Start of Document section

THE YELLOW AND YANGZI RIVER BASINS: EAST ASIA
Like the Mesopotamians, Egyptians, and Harappans, East Asian peoples clustered in river basins. Their settlements along the Yellow River in the north and the Yangzi River in the south became the foundation of the future Chinese state. By 5000 BCE, both millet in the north and rice in the south were under widespread cultivation.
Yet in the following three millennia (when Mesopotamia, Egypt, and the Indus Valley were developing complex, city-based cultures), the Chinese moved slowly toward urbanization. China’s great river-basin cultures did not arise until the second millennium BCE. (See Map 2.6.) Like the other regions’ waterways, the Yellow and Yangzi Rivers had annual floods and extensive floodplains suitable for producing high agricultural yields and supporting dense populations. In China, however, the evolution of hydraulic works, big cities, priestly and bureaucratic classes, and a new writing system took longer.

End of Document section
Start of Material shown

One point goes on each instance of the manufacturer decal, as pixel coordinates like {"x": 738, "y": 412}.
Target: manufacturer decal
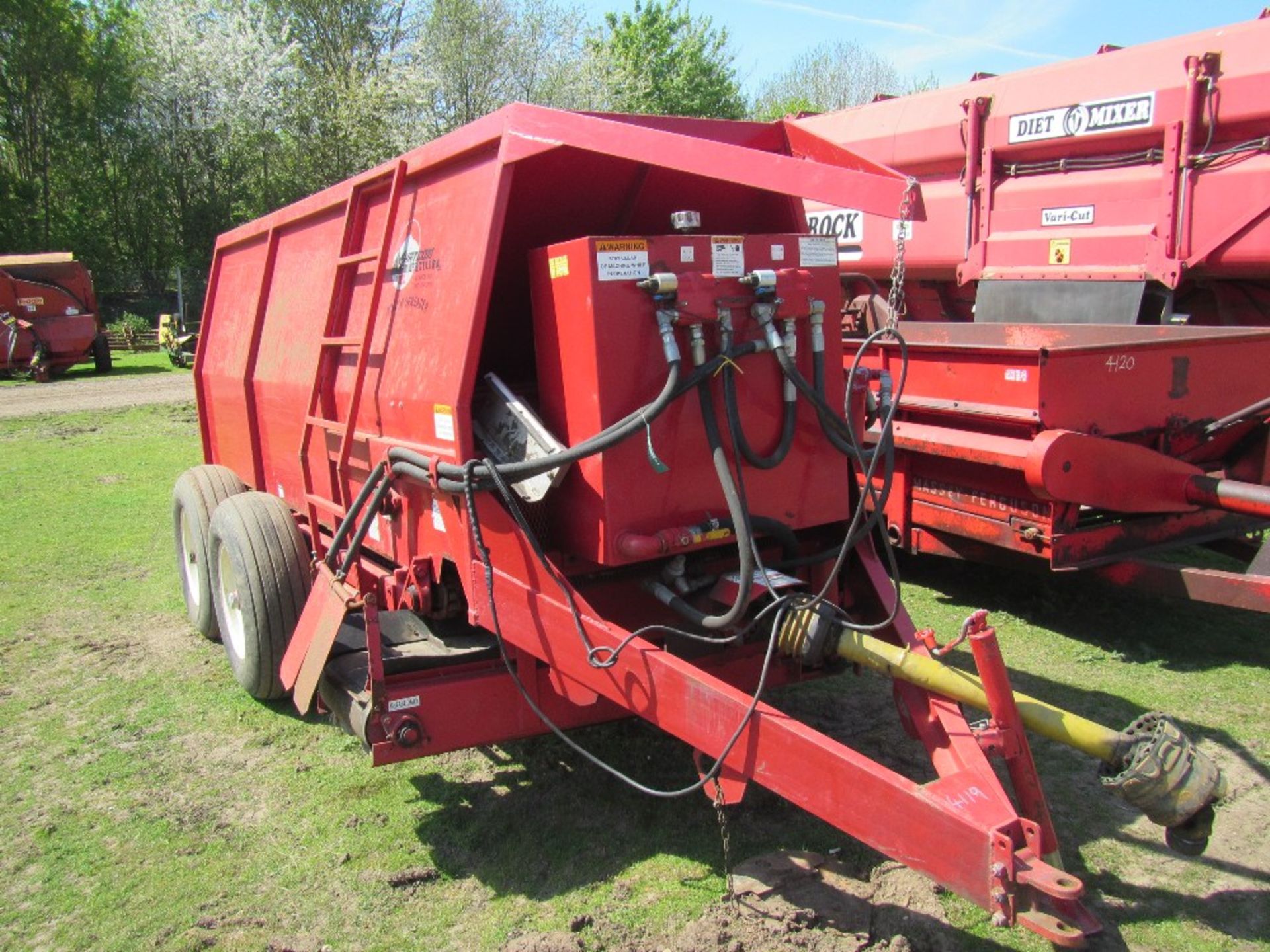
{"x": 444, "y": 422}
{"x": 621, "y": 260}
{"x": 1071, "y": 215}
{"x": 728, "y": 255}
{"x": 847, "y": 225}
{"x": 412, "y": 257}
{"x": 1132, "y": 112}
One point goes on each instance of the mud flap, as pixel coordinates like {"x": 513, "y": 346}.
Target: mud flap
{"x": 328, "y": 603}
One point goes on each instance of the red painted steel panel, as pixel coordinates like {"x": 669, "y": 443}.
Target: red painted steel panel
{"x": 1124, "y": 226}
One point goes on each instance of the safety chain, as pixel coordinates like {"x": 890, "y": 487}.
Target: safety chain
{"x": 896, "y": 303}
{"x": 730, "y": 895}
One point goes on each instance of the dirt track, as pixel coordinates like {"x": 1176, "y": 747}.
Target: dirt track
{"x": 97, "y": 394}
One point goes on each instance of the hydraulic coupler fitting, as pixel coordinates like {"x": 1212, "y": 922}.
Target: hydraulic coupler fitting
{"x": 1174, "y": 783}
{"x": 659, "y": 284}
{"x": 792, "y": 349}
{"x": 666, "y": 324}
{"x": 698, "y": 343}
{"x": 763, "y": 282}
{"x": 765, "y": 314}
{"x": 817, "y": 317}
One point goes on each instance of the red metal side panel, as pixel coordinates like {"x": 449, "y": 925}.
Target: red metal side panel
{"x": 224, "y": 357}
{"x": 1087, "y": 379}
{"x": 926, "y": 134}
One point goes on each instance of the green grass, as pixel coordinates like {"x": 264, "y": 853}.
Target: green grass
{"x": 126, "y": 364}
{"x": 149, "y": 804}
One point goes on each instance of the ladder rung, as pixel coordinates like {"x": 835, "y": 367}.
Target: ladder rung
{"x": 323, "y": 503}
{"x": 321, "y": 422}
{"x": 357, "y": 258}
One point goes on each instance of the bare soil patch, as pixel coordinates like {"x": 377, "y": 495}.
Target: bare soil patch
{"x": 103, "y": 393}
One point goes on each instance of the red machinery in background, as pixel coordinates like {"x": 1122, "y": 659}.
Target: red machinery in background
{"x": 48, "y": 317}
{"x": 1127, "y": 188}
{"x": 397, "y": 365}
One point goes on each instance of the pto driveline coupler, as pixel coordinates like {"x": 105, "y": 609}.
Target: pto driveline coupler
{"x": 1162, "y": 774}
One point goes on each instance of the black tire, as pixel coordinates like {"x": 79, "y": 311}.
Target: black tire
{"x": 102, "y": 362}
{"x": 259, "y": 584}
{"x": 193, "y": 500}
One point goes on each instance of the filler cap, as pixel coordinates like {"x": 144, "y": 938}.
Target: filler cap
{"x": 686, "y": 222}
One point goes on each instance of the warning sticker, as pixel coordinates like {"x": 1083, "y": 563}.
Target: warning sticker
{"x": 444, "y": 422}
{"x": 621, "y": 260}
{"x": 817, "y": 252}
{"x": 728, "y": 255}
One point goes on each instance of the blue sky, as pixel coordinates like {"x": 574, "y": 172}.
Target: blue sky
{"x": 952, "y": 38}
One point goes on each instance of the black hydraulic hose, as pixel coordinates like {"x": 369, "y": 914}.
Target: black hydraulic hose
{"x": 355, "y": 545}
{"x": 752, "y": 456}
{"x": 347, "y": 524}
{"x": 846, "y": 446}
{"x": 740, "y": 520}
{"x": 789, "y": 420}
{"x": 450, "y": 477}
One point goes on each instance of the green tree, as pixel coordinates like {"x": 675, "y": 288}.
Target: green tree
{"x": 832, "y": 77}
{"x": 659, "y": 59}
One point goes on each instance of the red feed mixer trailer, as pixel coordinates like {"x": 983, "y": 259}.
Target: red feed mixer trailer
{"x": 469, "y": 480}
{"x": 1123, "y": 190}
{"x": 48, "y": 317}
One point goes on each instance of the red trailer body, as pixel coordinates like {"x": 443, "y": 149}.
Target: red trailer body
{"x": 1129, "y": 186}
{"x": 50, "y": 315}
{"x": 349, "y": 343}
{"x": 1078, "y": 444}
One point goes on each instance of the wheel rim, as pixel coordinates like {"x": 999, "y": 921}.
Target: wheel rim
{"x": 232, "y": 604}
{"x": 190, "y": 560}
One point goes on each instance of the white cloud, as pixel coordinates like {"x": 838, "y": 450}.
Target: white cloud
{"x": 1002, "y": 24}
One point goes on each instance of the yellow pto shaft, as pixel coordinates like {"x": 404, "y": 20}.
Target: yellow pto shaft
{"x": 1047, "y": 720}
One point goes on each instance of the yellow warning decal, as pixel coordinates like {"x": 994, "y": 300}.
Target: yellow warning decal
{"x": 622, "y": 245}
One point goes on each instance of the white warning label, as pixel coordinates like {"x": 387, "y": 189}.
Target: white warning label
{"x": 728, "y": 255}
{"x": 817, "y": 252}
{"x": 621, "y": 260}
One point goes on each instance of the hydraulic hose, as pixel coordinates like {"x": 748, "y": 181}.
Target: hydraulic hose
{"x": 349, "y": 520}
{"x": 789, "y": 420}
{"x": 736, "y": 512}
{"x": 415, "y": 466}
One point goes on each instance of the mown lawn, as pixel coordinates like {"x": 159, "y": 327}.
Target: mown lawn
{"x": 150, "y": 804}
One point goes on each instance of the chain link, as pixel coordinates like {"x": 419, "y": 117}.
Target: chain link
{"x": 896, "y": 303}
{"x": 722, "y": 814}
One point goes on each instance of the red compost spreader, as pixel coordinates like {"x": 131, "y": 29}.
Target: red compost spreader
{"x": 539, "y": 434}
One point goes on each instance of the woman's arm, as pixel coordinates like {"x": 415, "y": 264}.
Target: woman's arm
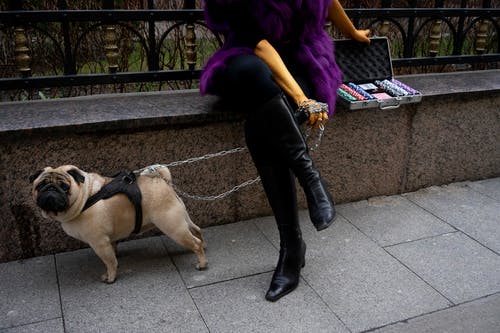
{"x": 267, "y": 53}
{"x": 339, "y": 18}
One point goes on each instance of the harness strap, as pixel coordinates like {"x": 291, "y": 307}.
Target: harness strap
{"x": 124, "y": 183}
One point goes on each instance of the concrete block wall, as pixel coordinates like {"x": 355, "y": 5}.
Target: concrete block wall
{"x": 452, "y": 135}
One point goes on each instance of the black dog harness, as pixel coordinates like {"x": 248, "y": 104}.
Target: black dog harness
{"x": 125, "y": 183}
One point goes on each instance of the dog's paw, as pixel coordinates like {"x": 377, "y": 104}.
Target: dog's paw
{"x": 106, "y": 279}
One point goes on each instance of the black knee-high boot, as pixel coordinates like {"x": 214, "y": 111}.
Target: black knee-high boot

End of Material shown

**Exercises**
A – Do these statements agree with the passage on the Yellow and Yangzi River basins? (i) By 5000 BCE, rice was under widespread cultivation in the south. (ii) China's great river-basin cultures arose in the third millennium BCE. (iii) The settlements along the Yellow River were in the south. Answer yes or no for each and quote the deciding words of the passage.
B – According to the passage on the Yellow and Yangzi River basins, which crop was widely cultivated in the north by 5000 BCE?
C – Write the next part of the passage on the Yellow and Yangzi River basins, starting after its final sentence.
The listing isn't needed for any of the work here.

**Results**
A –
(i) Yes: "By 5000 BCE, both millet in the north and rice in the south were under widespread cultivation."
(ii) No: "China’s great river-basin cultures did not arise until the second millennium BCE."
(iii) No: "along the Yellow River in the north and the Yangzi River in the south"

B – Millet.

C –
MAP 2.6 | River-Basin Peoples in East Asia, 5000–2000 BCE
Complex agricultural societies emerged in East Asia during the third millennium BCE.
- Locate the three distinct cultures on the map. Where is each located, and what major crop was grown in each?
- What topographical features may have shaped the extent and spread of the various cultures represented on the map?
- Locate the dots for farming before 3000 BCE and those for farming after 3000 BCE. What hypotheses might you offer based on the location of farming before and after 3000 BCE?
Living conditions and the environment played a key role in ancient Chinese society, just as they did in the river-basin cultures of Mesopotamia, Egypt, and Harappa. In the river basins of China, abundant food and widely dispersed communities encouraged the development of localized agrarian cultures. Complex cities would come later. Also contributing to their different development were a lack of easily domesticated animals and plants and an abundance of geographical barriers. Geography isolated China, for the Himalaya Mountains and the Taklamakan and Gobi Deserts prevented large-scale migrations between East Asia and central Asia and hindered the diffusion of cultural breakthroughs occurring elsewhere in Afro-Eurasia.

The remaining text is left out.